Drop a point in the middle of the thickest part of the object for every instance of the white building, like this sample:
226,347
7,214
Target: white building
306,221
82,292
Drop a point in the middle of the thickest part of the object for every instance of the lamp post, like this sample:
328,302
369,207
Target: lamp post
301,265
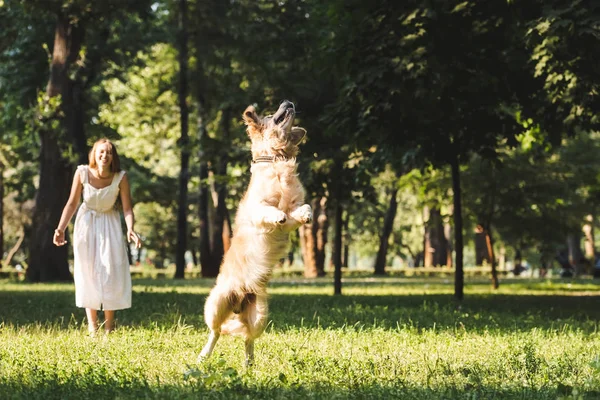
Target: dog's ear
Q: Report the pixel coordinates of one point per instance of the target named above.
(297, 134)
(251, 118)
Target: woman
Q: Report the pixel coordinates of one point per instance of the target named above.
(101, 266)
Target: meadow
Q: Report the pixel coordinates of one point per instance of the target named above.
(390, 337)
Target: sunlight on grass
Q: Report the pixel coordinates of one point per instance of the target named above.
(385, 338)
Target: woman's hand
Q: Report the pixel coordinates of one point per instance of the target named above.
(59, 237)
(132, 236)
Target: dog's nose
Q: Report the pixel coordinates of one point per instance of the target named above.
(287, 104)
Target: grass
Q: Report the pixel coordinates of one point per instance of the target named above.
(385, 338)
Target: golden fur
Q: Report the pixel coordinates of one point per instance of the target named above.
(271, 208)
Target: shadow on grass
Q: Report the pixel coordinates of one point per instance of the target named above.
(479, 312)
(78, 388)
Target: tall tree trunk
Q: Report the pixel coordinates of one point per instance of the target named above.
(459, 277)
(435, 244)
(15, 248)
(1, 210)
(337, 245)
(308, 241)
(219, 189)
(448, 237)
(46, 261)
(306, 246)
(588, 231)
(427, 253)
(482, 254)
(182, 233)
(206, 265)
(576, 258)
(388, 227)
(490, 249)
(322, 229)
(346, 239)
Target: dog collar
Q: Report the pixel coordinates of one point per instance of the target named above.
(268, 159)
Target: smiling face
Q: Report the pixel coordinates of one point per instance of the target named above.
(274, 135)
(104, 156)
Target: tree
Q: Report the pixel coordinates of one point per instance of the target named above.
(182, 231)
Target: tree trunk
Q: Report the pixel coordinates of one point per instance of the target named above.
(388, 227)
(490, 249)
(459, 278)
(208, 269)
(1, 211)
(346, 239)
(482, 254)
(435, 245)
(322, 228)
(308, 242)
(15, 248)
(46, 261)
(182, 233)
(576, 258)
(221, 227)
(307, 246)
(448, 237)
(588, 231)
(337, 245)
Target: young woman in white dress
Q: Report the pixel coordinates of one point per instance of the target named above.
(101, 266)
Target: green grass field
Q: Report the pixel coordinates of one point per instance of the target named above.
(384, 338)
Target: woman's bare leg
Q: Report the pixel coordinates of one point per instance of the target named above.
(109, 321)
(92, 316)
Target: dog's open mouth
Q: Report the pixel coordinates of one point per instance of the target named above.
(285, 113)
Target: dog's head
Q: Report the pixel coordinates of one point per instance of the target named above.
(274, 134)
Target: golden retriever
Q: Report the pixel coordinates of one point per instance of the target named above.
(271, 208)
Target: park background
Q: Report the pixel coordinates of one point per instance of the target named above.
(451, 162)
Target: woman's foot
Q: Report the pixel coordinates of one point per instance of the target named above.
(92, 330)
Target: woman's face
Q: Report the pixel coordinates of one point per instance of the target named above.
(104, 155)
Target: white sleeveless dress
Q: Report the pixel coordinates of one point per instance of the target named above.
(101, 267)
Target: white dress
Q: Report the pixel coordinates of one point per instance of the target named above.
(101, 267)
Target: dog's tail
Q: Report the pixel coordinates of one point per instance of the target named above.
(238, 302)
(234, 327)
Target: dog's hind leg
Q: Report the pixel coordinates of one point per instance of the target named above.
(249, 352)
(216, 311)
(255, 317)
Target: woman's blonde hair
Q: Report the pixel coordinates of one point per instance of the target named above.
(115, 165)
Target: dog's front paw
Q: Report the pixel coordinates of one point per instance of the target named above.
(277, 217)
(303, 214)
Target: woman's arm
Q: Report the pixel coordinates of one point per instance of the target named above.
(128, 212)
(70, 208)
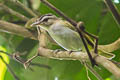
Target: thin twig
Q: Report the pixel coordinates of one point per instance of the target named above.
(114, 11)
(12, 12)
(82, 56)
(111, 47)
(75, 25)
(16, 57)
(18, 3)
(94, 72)
(9, 68)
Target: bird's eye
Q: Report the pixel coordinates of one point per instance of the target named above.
(45, 20)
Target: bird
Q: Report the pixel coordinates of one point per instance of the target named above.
(64, 34)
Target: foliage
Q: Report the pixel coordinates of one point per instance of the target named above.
(98, 20)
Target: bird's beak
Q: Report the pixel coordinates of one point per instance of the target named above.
(35, 23)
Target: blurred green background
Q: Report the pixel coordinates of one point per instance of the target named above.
(98, 20)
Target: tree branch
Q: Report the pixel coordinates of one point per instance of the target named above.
(19, 30)
(113, 10)
(12, 12)
(18, 3)
(111, 47)
(65, 55)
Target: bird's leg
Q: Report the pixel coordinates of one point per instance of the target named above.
(27, 63)
(81, 27)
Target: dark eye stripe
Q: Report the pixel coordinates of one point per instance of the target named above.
(43, 16)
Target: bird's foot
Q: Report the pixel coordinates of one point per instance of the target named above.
(56, 51)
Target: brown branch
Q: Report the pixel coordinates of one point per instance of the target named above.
(79, 30)
(16, 29)
(19, 30)
(12, 12)
(111, 47)
(113, 10)
(65, 55)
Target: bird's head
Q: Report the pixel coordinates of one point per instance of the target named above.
(45, 20)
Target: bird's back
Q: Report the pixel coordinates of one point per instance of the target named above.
(65, 37)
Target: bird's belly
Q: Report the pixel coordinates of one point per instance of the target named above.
(66, 38)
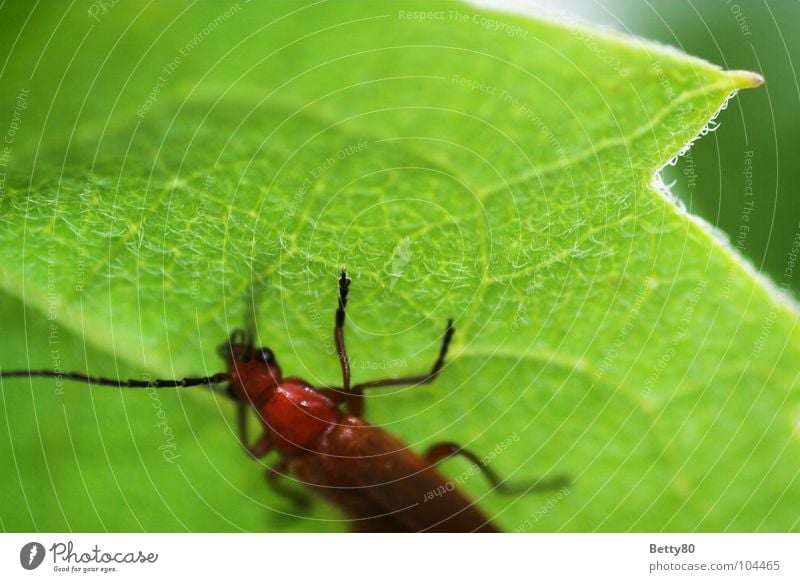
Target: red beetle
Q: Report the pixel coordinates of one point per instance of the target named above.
(324, 442)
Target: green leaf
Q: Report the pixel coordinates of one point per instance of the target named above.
(174, 164)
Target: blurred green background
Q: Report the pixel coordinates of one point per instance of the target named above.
(755, 35)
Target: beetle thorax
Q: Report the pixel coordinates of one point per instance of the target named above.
(297, 415)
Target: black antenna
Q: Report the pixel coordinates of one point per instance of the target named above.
(182, 383)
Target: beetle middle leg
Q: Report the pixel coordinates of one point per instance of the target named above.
(276, 479)
(262, 446)
(442, 451)
(354, 394)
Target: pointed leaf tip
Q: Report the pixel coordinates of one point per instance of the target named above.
(747, 79)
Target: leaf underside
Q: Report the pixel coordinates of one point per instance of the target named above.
(175, 166)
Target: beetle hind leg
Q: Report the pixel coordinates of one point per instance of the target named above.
(442, 451)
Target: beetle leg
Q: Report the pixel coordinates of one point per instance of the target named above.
(354, 396)
(262, 446)
(338, 330)
(420, 378)
(275, 474)
(439, 452)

# # # #

Word for word, quote the full listing, omitting every picture.

Drop a point in the middle of the thickest part of the object for every instance of the white building, like this sample:
226,347
7,214
Target: white building
306,221
82,292
Drop a point in the middle of the thickest part of the object for every instance of the lamp post, like this sample:
328,302
369,207
Target: lamp post
301,265
Target: dog's ear
Q: Report the pixel coordinates of one point per instance of the target named above.
(297, 134)
(251, 118)
Target: woman
Q: Report the pixel coordinates of one point per instance of the target named above.
(101, 266)
Target: meadow
Q: Report the pixel coordinates of one point per instance of the target named above.
(390, 337)
Target: sunlight on grass
Q: Report the pixel coordinates of one point per instance of the target named above.
(385, 338)
Target: woman's hand
Q: Report the pixel coordinates of one point per instance of the target named above.
(59, 237)
(132, 236)
Target: dog's nose
Q: Report the pixel coordinates of one point per instance of the target named above.
(287, 104)
Target: grass
Q: Report the pixel coordinates of one point per instance of the target named above.
(385, 338)
Target: golden fur
Q: Report the pixel coordinates of one point per instance of the target named above.
(271, 208)
Target: shadow on grass
Q: Report the pixel coordinates of one point per instance of the target named above.
(479, 312)
(78, 388)
Target: tall tree trunk
Q: Report the pixel coordinates of one point per instance of the target named above.
(459, 277)
(435, 244)
(15, 248)
(1, 210)
(337, 245)
(308, 241)
(219, 189)
(448, 237)
(46, 261)
(306, 246)
(588, 231)
(427, 253)
(482, 254)
(182, 233)
(206, 265)
(576, 258)
(388, 227)
(490, 249)
(322, 229)
(346, 239)
Target: dog collar
Q: Report the pixel coordinates of one point per instance of the target named above.
(268, 159)
Target: smiling face
Q: Report the pixel coordinates of one point per instance of the target named above.
(274, 135)
(104, 156)
Target: tree
Q: Report the pixel coordinates of one point per instance of the target named above.
(182, 231)
Target: tree trunk
Q: Report the pixel coordinates of one point per instance of the target named above.
(388, 227)
(490, 249)
(459, 278)
(208, 269)
(1, 211)
(346, 239)
(482, 254)
(435, 245)
(322, 228)
(308, 242)
(15, 248)
(46, 261)
(182, 233)
(576, 258)
(221, 227)
(307, 246)
(448, 237)
(588, 231)
(337, 245)
Target: young woman in white dress
Q: Report the pixel coordinates of one point per instance of the target named above.
(101, 266)
Target: green grass field
Q: Report the pixel coordinates of one point per instance of the target named above.
(384, 338)
Target: woman's bare leg
Q: Report the pixel coordinates of one point per instance of the target named above.
(109, 321)
(92, 316)
Target: dog's open mouth
Q: Report the pixel coordinates of one point per instance of the target named above.
(285, 113)
Target: dog's head
Q: Report the pixel coordinates of one point per instance of the target named above.
(274, 134)
Target: golden retriever
Q: Report the pixel coordinates of one point per instance of the target named above.
(271, 208)
Target: park background
Q: Report the pixel coordinates of one point per instance of the target named above.
(451, 162)
Target: woman's foot
Q: Report the pixel coordinates of one point per instance of the target named above.
(92, 330)
Target: woman's face
Q: Report the pixel coordinates of one point per instance of the target named above.
(104, 155)
Target: white sleeveless dress
Q: Report the pixel coordinates of one point per instance of the target named above.
(101, 267)
Target: white dress
Q: Report the pixel coordinates of one point per instance of the target named above.
(101, 267)
Target: dog's tail
Q: Report the pixel coordinates of one point per instance of the target named above.
(238, 302)
(234, 327)
Target: dog's hind leg
Q: Report the pixel coordinates of one point per instance of the target named above.
(249, 352)
(216, 311)
(255, 317)
Target: woman's blonde hair
Q: Report the pixel coordinates of one point per instance of the target named above.
(115, 165)
Target: dog's front paw
Q: Report the pixel coordinates of one point per instance of the target named above.
(277, 217)
(303, 214)
Target: woman's arm
Q: Report the pixel coordinates of one point per instance of the target named above.
(128, 212)
(70, 208)
Target: thin twig
Q: Report the pixel coordinates of one point per instance of the target named above.
(114, 11)
(12, 12)
(82, 56)
(111, 47)
(75, 25)
(16, 57)
(18, 3)
(94, 72)
(9, 68)
Target: bird's eye
Q: Report the pixel coordinates of one point per instance of the target named above.
(45, 20)
Target: bird
Q: Report the pixel coordinates of one point per instance of the target named above.
(64, 34)
Target: foliage
Q: Report the pixel coordinates of one point per instance of the target named above.
(98, 20)
Target: bird's beak
Q: Report the pixel coordinates of one point per instance of the target named above.
(35, 23)
Target: blurred green background
Q: Report the pixel coordinates of one point per instance of the target named above.
(98, 20)
Target: tree branch
Q: Report the pixel coordinates of one point per instance of the target named above.
(19, 30)
(113, 10)
(12, 12)
(18, 3)
(111, 47)
(65, 55)
Target: bird's leg
Q: Report the pixel coordinates of one point per instance of the target named above.
(27, 63)
(81, 27)
Target: dark eye stripe
Q: Report the pixel coordinates of one point per instance of the target named above.
(43, 16)
Target: bird's foot
Q: Report the pixel coordinates of one point per instance of the target named above.
(56, 51)
Target: brown branch
Q: Report the pixel coordinates of one point per instance of the target named above.
(79, 30)
(16, 29)
(19, 30)
(12, 12)
(111, 47)
(113, 10)
(65, 55)
Target: bird's head
Q: Report the pixel coordinates of one point per instance of the target named above.
(45, 20)
Target: bird's back
Q: Report the pixel coordinates of one point per instance of the target named above.
(65, 37)
Target: bird's belly
Q: Report the pixel coordinates of one point per instance of the target named above.
(66, 38)
Target: red beetle
Q: Report the pixel coordinates of one point per instance of the target named above.
(324, 442)
Target: green leaf
Q: Report the pixel coordinates of one point per instance of the target named above.
(174, 164)
Target: blurred green background
Q: Report the pixel coordinates of one point per instance of the target named above.
(755, 35)
Target: beetle thorax
Q: Report the pixel coordinates of one point per instance of the target named above.
(297, 415)
Target: black antenna
Q: Report the pixel coordinates of one point per instance of the target named above.
(182, 383)
Target: beetle middle leg
Q: Report the pixel coordinates of one point per instance of the target named above.
(276, 479)
(262, 446)
(442, 451)
(354, 394)
Target: pointed leaf tip
Q: Report the pixel coordinates of one point per instance of the target named above.
(747, 79)
Target: leaf underside
Q: Report the pixel coordinates of one point per instance of the target named above.
(175, 166)
Target: beetle hind leg
Q: Report the pixel coordinates of one point per instance of the target named above.
(442, 451)
Target: beetle leg
Q: Report the pixel coordinates of one point per instance of the target named above.
(354, 396)
(262, 446)
(338, 330)
(420, 378)
(275, 474)
(439, 452)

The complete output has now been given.